• ABOUT THIS EXERCISE: Print, word for word, the part of the Marraco text below that opens with the words containing "One recorded post-medieval" and closes with "to the Marraco.".
:: DOCUMENT SECTION ::
The Tarasca or Mulassa (Barcelona, Tarragona, Reus, Valls), the Cucafera of Tortosa, the Drac (dragon) of Vilafranca del Penedès named alongside the Marraco of Lleida as examples of monster effigies paraded in Catalonia during the feast.

One recorded post-medieval precursor of "Lo Marraco de Lleida" was the drac or dragon figure used by the city during the procession of the Assumption of Mary for the year in 1551. (Note: There is a painting of it by the painter Joan Giménez (1912–2003).) There is also record of a "drach" which was ordered to be built in 1671 by the General Council to help out in the procession, and this has also been characterized by an antecedent to the Marraco.

In Lleidan lore, the Marraco was long employed by adults as one of "scare children" beings (espantacriatures) frightening mishaving children into obedience. It is described as having a giant mouth capable of swallowing children whole.

=== 20th century ===
The first bona fide "Lo Marraco de Lleida" effigy for processions was crafted in 1907, and several incarnations of it has appeared intermittently for various major festivals over the years since then. Besides the Corpus Christi, the observation of the feast day of St. Anastasi de Lleida (11 May) is another typical day when the Marraco is brought out. It made an appearance on Saint George's Day in 2020.

This first version was on active duty regularly for consecutive years from 1907 to 1912, then made a final appearance in 1915. It was set on wheels, that is to say, mounted on a hearse-cart. The original plaster coating over the wooden framework was destroyed by thunderstorm and had to be hastily replaced with parchment paper before the presentation prior to the city's festa major, for Sant Anastasi's feast on 11 May. (Note: One source mentions its destruction in 1911, but is too vague to ascertain whether the thunderstorm incident was meant or not.) The first Marraco was also engineered so that it could pretend to gobble up children from its large mouth and eject them out the tail end (rather like the Gargantúa at Bilbao's main celebration).

After a period of hiatus, a replacement was constructed in 1941, (Note: Built by the Barcelona workshop of A. Domènech, a craftsman specializing in festive floats.) but the dragon, which was plaster-cast on wire body mounted on a truck chassis was so heavy and unwieldy that it needed a large number of men pushing it to propel it, so that it fell into disuse.

In 1957, a renewed Marraco was commissioned by the City Council of Lleida, designed by architect Lluís Domènech Torres (1911–1992). (Note: Lluís Domènech Torres being the father of Lluís Domènech i Girbau (b. 1940).) This version was not just placed on an automobile chassis but was motorized (though this meant that the feature of gobbling up children had to be sacrificed). The dragon was now driven through the streets by the driver, and two other men rode on it to operate its body so that it could swing its neck and move its head and jaws. The eyes were made to flash, and a horrifying scream came out of it (which were sound recordings on magnetic tape, amplified through a loudspeaker), and fumes were emitted from its nostrils. But it lacked the sort of spectacular pyrotechnics (fire-spitting) equipped on other parade dragons of Catalonia, and its enormous size serves to impress the crowd instead.

The current Marraco was rebuilt in 1993 based on the 1957 design; the old body made of plaster, wire mesh, and wood was replaced with a replica using fiberglass (Joan Miró is credited with this improvement though he died in 1983). This dragon also sits wheels and driven through the streets like a vehicle. Its dimensions are 8.5 m long, 2.9 m wide, 3.75 m tall, according to figures posted by the Municipal Council.
:::
:: EXCERPTED RECORDS ::
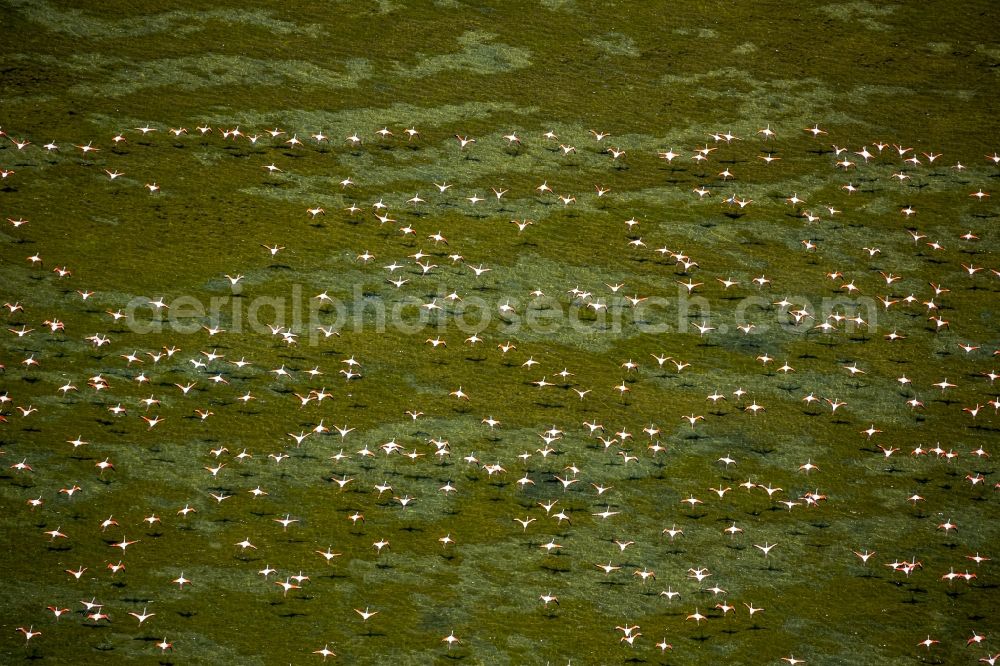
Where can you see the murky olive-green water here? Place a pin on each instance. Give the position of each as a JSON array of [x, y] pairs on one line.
[[659, 79]]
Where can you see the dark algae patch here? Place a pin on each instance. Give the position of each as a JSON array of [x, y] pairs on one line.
[[499, 333]]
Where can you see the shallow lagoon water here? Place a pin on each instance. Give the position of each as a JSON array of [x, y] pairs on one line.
[[655, 80]]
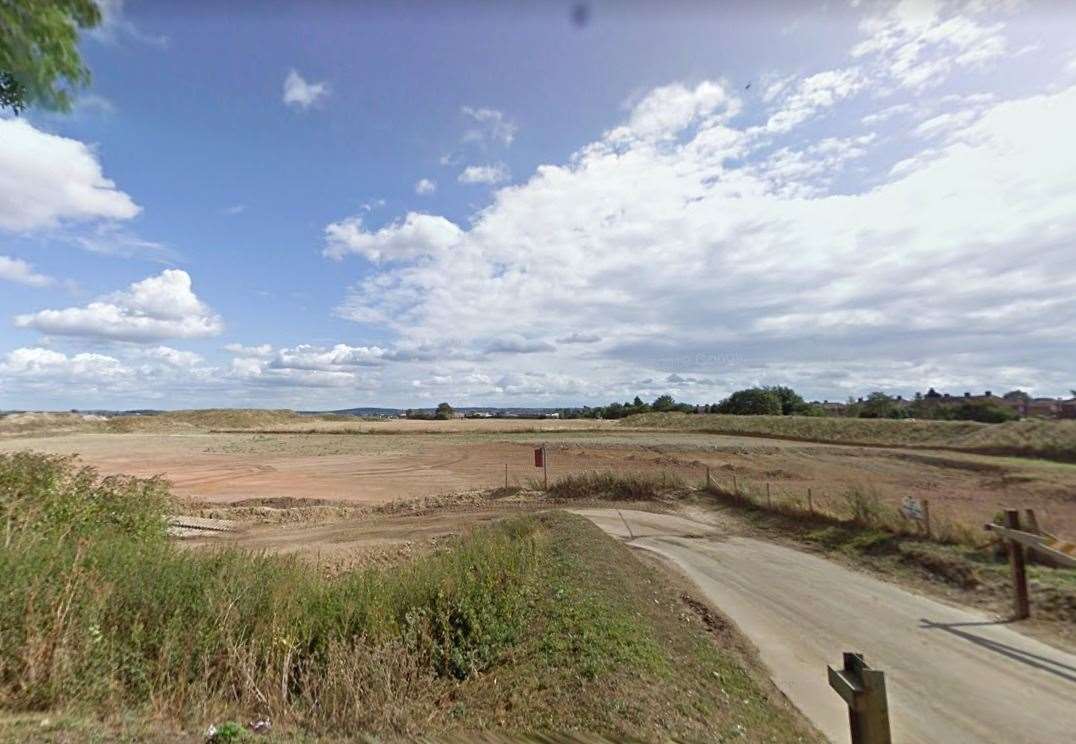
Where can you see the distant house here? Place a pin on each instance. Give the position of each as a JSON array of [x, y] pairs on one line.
[[1044, 407]]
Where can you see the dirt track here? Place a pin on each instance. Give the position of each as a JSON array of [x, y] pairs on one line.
[[952, 675]]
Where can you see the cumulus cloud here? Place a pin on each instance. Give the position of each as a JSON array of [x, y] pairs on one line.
[[299, 94], [490, 126], [20, 272], [414, 236], [155, 308], [45, 179], [490, 173], [715, 253]]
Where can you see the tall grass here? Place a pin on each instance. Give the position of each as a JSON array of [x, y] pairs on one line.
[[614, 486], [99, 609]]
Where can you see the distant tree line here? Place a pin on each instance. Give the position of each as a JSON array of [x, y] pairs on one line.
[[783, 401]]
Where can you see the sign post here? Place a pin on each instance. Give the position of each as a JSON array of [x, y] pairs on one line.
[[863, 689], [918, 510], [542, 462]]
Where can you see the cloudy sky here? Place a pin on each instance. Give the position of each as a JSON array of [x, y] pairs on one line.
[[331, 205]]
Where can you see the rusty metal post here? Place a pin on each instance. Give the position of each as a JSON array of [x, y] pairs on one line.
[[1021, 605], [863, 689]]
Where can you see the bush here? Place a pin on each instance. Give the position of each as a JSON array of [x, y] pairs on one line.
[[614, 486], [99, 608], [751, 402]]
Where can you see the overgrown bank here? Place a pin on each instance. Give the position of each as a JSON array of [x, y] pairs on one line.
[[538, 622]]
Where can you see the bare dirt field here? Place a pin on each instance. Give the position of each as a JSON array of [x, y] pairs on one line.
[[378, 462]]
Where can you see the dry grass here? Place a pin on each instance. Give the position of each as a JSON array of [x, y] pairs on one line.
[[1033, 438], [538, 622]]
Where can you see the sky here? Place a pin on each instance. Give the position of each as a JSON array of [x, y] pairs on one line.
[[322, 205]]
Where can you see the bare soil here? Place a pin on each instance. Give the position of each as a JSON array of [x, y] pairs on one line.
[[408, 459]]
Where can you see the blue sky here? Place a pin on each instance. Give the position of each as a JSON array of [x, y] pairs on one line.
[[327, 205]]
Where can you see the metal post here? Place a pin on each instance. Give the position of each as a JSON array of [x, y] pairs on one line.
[[863, 689], [1018, 561]]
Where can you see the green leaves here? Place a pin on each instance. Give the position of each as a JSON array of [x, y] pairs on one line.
[[40, 64]]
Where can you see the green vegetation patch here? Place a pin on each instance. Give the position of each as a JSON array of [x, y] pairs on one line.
[[538, 622]]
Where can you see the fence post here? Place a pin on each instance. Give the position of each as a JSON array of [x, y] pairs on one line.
[[1018, 561], [863, 689]]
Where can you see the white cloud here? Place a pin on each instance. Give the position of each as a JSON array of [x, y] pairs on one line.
[[735, 269], [240, 350], [20, 272], [300, 94], [45, 179], [492, 126], [44, 365], [919, 43], [812, 95], [416, 235], [491, 173], [155, 308]]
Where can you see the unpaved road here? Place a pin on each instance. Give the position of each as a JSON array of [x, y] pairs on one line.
[[952, 675]]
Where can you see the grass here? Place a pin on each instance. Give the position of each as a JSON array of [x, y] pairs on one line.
[[612, 486], [1030, 438], [534, 623]]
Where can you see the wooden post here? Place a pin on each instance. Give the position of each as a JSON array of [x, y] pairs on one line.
[[1018, 561], [1032, 521], [863, 689]]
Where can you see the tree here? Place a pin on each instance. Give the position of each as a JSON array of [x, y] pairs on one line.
[[751, 402], [792, 404], [880, 406], [39, 52], [985, 411], [663, 403]]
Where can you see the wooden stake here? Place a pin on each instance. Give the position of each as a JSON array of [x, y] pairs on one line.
[[1017, 560]]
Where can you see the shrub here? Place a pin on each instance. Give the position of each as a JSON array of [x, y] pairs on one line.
[[99, 608], [751, 402]]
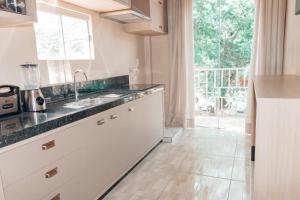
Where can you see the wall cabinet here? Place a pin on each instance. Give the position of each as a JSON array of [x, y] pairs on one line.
[[86, 158], [8, 19], [102, 5], [157, 25]]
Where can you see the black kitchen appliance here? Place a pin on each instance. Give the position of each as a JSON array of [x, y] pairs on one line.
[[10, 100]]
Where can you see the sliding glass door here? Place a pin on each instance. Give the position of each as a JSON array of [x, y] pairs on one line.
[[223, 32]]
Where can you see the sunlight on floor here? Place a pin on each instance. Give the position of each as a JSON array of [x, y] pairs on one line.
[[200, 164], [229, 123]]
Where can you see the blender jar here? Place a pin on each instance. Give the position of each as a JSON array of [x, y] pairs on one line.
[[31, 76]]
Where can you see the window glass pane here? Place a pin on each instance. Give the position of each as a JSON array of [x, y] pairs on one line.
[[76, 38], [48, 36]]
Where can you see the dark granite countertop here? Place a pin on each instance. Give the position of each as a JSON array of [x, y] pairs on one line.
[[19, 127]]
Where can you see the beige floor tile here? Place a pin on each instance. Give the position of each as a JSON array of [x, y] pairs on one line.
[[243, 151], [187, 169], [191, 187], [239, 191], [170, 160], [147, 184], [217, 148], [242, 170], [216, 166]]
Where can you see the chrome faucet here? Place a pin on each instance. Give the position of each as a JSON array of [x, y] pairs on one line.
[[75, 84]]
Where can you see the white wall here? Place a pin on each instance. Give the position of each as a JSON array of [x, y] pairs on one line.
[[160, 62], [115, 51], [292, 43]]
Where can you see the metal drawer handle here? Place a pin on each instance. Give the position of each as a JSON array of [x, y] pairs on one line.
[[48, 145], [57, 197], [113, 117], [51, 173], [100, 122]]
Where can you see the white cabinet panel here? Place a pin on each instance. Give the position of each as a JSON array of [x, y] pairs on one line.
[[101, 5], [8, 19], [89, 156], [157, 25], [35, 186], [59, 144]]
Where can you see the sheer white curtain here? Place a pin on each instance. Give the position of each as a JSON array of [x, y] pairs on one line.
[[268, 47], [180, 111]]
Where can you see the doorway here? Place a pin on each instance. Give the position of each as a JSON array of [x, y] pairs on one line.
[[223, 31]]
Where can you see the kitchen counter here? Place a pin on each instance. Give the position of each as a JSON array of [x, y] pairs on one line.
[[19, 127]]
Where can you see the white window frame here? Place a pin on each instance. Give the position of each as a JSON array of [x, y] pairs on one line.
[[56, 10]]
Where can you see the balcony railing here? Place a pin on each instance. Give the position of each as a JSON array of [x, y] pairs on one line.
[[221, 90]]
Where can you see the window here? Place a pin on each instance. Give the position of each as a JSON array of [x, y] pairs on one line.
[[62, 34]]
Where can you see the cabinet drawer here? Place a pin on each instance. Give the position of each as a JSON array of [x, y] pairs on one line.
[[40, 184], [75, 189], [29, 158]]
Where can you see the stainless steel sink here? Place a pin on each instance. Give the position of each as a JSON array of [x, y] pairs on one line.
[[91, 101]]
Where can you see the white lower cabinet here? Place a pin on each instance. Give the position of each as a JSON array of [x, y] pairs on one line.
[[106, 146]]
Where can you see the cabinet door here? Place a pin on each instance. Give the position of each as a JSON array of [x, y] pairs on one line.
[[157, 16], [154, 119], [107, 151]]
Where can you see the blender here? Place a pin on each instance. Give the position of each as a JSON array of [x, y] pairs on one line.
[[33, 98]]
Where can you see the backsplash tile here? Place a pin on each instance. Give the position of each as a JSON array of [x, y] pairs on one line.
[[66, 91]]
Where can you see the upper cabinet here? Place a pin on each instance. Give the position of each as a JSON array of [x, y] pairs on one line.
[[17, 12], [102, 5], [158, 24], [143, 17]]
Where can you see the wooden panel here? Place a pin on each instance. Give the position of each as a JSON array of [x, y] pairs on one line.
[[1, 189], [287, 86], [277, 164], [40, 184]]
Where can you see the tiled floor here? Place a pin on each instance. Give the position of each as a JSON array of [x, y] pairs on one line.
[[200, 164]]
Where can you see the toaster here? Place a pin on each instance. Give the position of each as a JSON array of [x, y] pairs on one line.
[[9, 100]]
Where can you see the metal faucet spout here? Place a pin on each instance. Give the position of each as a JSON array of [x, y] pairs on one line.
[[75, 83]]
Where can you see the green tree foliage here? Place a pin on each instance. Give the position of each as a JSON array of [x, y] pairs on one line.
[[223, 29]]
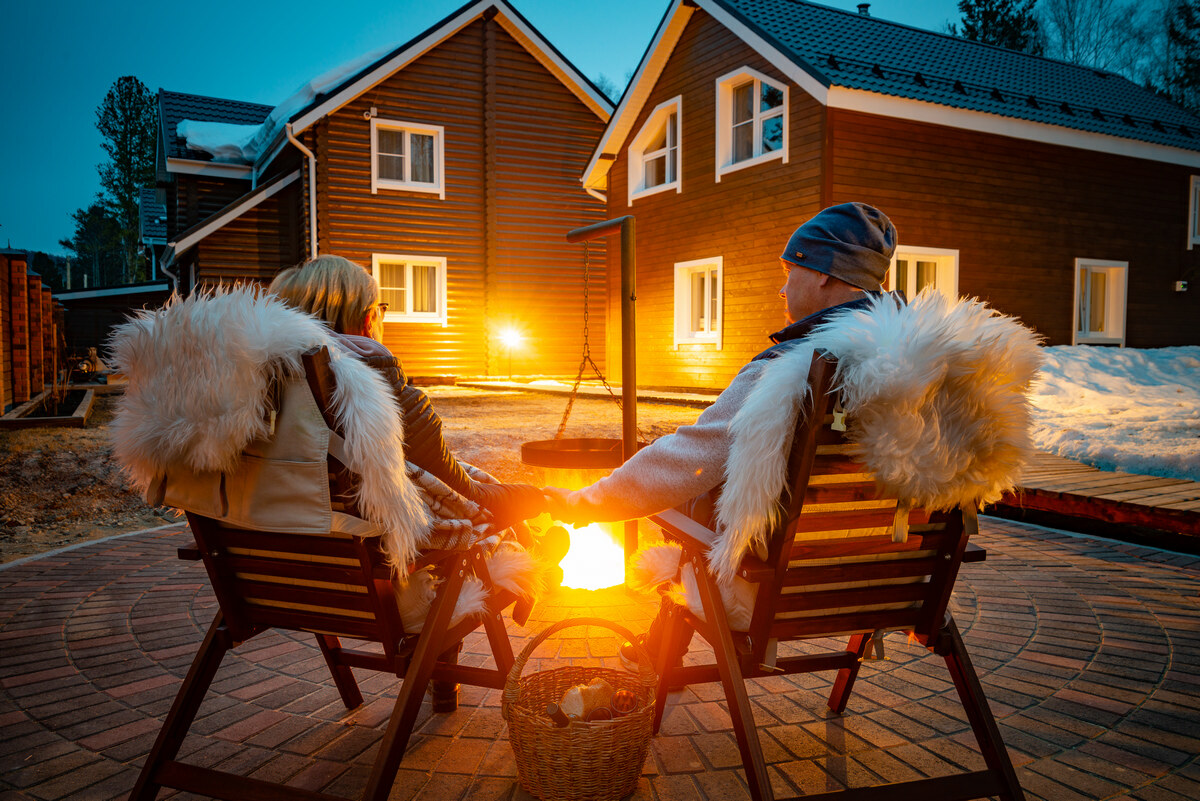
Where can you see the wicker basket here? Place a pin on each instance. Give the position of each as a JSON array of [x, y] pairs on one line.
[[580, 762]]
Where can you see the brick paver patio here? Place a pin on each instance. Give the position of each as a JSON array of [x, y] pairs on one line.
[[1089, 651]]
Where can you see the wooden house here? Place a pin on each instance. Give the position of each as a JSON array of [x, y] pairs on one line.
[[449, 167], [1066, 196]]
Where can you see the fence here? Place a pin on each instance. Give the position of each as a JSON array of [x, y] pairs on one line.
[[29, 330]]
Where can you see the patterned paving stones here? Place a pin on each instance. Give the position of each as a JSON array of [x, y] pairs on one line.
[[1089, 651]]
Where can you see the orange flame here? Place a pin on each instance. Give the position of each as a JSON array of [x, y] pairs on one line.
[[595, 560]]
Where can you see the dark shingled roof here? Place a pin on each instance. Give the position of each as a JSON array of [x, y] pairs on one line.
[[153, 215], [174, 107], [844, 48]]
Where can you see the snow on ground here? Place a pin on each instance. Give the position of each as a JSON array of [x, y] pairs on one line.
[[1121, 408]]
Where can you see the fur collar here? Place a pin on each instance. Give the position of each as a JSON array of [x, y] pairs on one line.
[[199, 374], [936, 396]]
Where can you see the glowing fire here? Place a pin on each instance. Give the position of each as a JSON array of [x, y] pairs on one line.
[[595, 560]]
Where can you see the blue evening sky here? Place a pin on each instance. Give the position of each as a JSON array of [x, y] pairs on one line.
[[63, 55]]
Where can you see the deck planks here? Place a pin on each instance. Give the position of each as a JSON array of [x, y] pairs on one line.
[[1053, 483]]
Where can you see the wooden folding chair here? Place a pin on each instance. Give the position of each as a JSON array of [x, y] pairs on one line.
[[333, 585], [832, 570]]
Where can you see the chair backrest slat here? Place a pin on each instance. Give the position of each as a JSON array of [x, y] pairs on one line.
[[838, 568], [333, 584]]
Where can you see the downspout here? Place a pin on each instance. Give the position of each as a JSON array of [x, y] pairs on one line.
[[312, 190]]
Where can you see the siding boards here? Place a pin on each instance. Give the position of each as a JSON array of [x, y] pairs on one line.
[[745, 218], [1020, 214], [540, 142], [256, 245]]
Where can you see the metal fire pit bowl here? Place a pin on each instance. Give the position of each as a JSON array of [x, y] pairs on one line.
[[580, 453]]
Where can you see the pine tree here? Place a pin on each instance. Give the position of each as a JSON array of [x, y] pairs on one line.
[[127, 121], [1183, 49], [1007, 23], [96, 245]]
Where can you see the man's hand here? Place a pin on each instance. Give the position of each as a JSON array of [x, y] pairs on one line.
[[565, 506]]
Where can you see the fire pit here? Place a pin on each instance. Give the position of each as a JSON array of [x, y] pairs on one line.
[[597, 559]]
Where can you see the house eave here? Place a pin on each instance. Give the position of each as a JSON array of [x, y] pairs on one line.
[[193, 167]]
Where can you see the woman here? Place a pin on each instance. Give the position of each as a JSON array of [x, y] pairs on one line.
[[347, 299]]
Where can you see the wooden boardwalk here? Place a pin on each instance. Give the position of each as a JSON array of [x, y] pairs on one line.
[[1069, 488]]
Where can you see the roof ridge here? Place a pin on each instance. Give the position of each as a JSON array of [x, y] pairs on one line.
[[213, 97], [959, 38]]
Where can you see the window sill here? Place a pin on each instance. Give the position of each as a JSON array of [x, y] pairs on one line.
[[396, 186], [657, 190], [390, 317], [750, 162]]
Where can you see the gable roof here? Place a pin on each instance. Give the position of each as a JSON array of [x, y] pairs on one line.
[[508, 17], [851, 60], [177, 107]]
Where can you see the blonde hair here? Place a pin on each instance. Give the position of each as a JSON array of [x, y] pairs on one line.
[[331, 288]]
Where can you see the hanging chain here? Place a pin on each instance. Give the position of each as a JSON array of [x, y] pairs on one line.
[[587, 350]]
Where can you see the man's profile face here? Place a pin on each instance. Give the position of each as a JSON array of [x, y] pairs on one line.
[[802, 291]]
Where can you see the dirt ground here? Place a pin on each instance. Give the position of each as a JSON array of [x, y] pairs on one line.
[[60, 486]]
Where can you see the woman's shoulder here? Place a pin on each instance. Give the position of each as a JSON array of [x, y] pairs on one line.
[[363, 347]]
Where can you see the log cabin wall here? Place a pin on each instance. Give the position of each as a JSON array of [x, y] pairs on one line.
[[1020, 212], [6, 369], [257, 245], [745, 218], [515, 143]]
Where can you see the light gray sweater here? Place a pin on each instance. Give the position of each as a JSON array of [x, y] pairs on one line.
[[675, 468]]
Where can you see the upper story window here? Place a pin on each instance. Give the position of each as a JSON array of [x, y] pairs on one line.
[[654, 152], [751, 120], [407, 156], [916, 269], [699, 306], [1194, 212], [1099, 302], [413, 287]]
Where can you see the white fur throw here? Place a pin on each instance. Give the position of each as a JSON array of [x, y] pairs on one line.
[[936, 396], [199, 372]]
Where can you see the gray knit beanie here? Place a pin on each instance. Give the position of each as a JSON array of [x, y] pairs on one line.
[[851, 241]]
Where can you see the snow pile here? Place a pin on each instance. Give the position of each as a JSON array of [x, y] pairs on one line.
[[1121, 408], [243, 144]]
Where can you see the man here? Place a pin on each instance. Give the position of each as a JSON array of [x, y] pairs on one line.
[[834, 262]]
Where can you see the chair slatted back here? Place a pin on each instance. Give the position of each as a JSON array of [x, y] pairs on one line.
[[325, 584], [837, 567]]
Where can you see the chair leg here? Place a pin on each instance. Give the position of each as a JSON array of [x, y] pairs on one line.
[[444, 694], [667, 646], [183, 711], [417, 679], [987, 733], [845, 681], [343, 678], [730, 669]]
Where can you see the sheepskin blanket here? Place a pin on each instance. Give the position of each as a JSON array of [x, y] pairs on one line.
[[936, 398], [199, 377]]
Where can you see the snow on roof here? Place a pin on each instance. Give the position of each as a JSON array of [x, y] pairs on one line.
[[1128, 409], [243, 144]]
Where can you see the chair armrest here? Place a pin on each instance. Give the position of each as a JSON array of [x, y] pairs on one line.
[[696, 537], [973, 554], [684, 530]]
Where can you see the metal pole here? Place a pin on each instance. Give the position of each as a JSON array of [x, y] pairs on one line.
[[628, 341]]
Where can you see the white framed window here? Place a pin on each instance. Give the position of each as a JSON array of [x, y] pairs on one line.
[[751, 120], [407, 156], [413, 287], [654, 162], [1194, 212], [915, 269], [699, 305], [1099, 302]]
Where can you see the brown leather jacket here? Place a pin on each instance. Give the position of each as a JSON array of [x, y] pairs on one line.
:::
• RESPONSE BOX:
One recorded post-medieval precursor of "Lo Marraco de Lleida" was the drac or dragon figure used by the city during the procession of the Assumption of Mary for the year in 1551. (Note: There is a painting of it by the painter Joan Giménez (1912–2003).) There is also record of a "drach" which was ordered to be built in 1671 by the General Council to help out in the procession, and this has also been characterized by an antecedent to the Marraco.